YOUR INSTRUCTIONS:
Reproduce every line of the material below word for word, omitting the pictures.

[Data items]
● ● ● ● ●

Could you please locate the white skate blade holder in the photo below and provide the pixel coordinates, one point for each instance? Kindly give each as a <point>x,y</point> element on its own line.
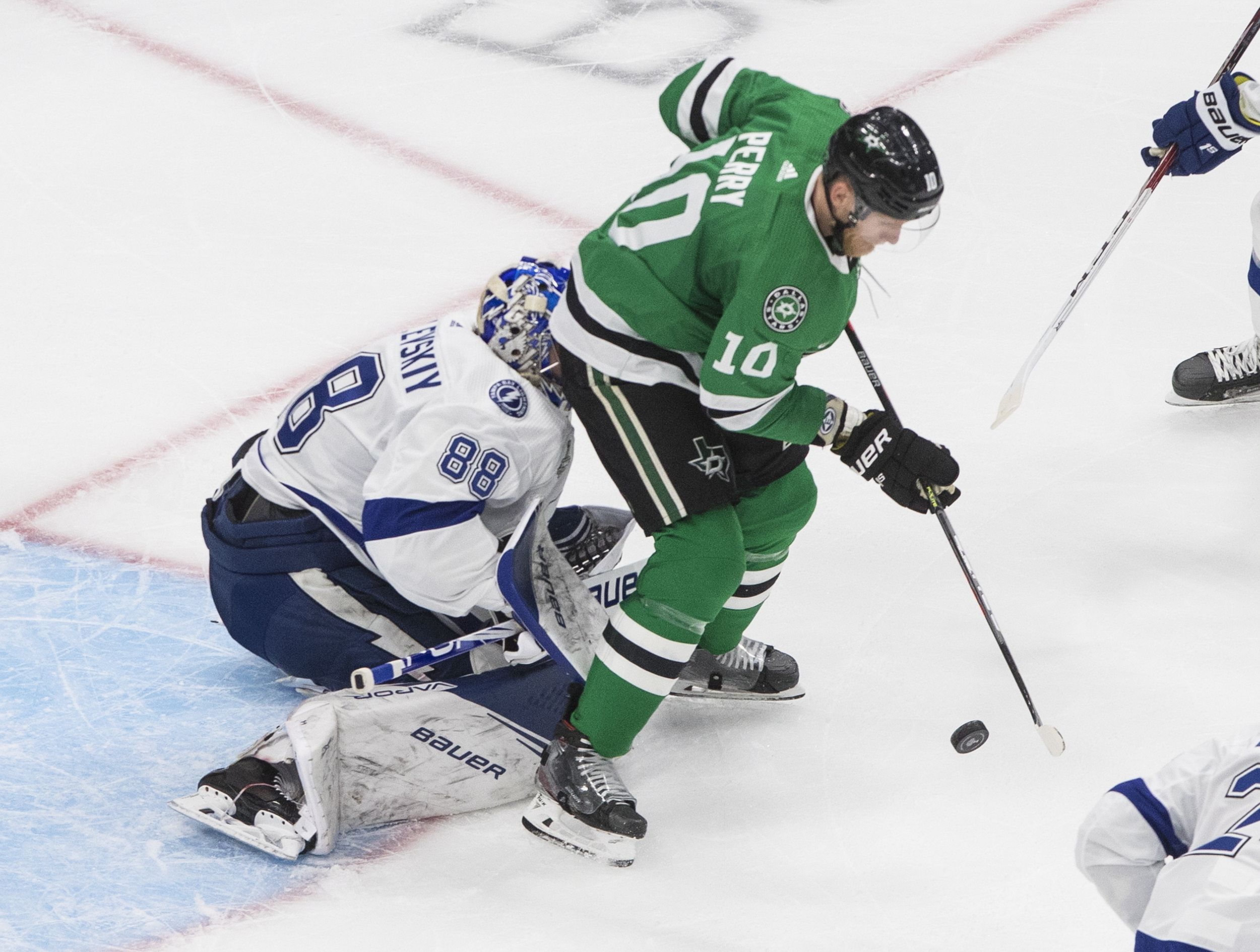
<point>548,820</point>
<point>271,834</point>
<point>1052,739</point>
<point>702,693</point>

● ● ● ● ●

WRITTEN ANSWER:
Could you please locate the white skate blade holder in the photo below and provide the pixel coordinates, one point for each instance? Kindly give each as a <point>x,y</point> element on its own line.
<point>548,820</point>
<point>271,834</point>
<point>1052,739</point>
<point>702,693</point>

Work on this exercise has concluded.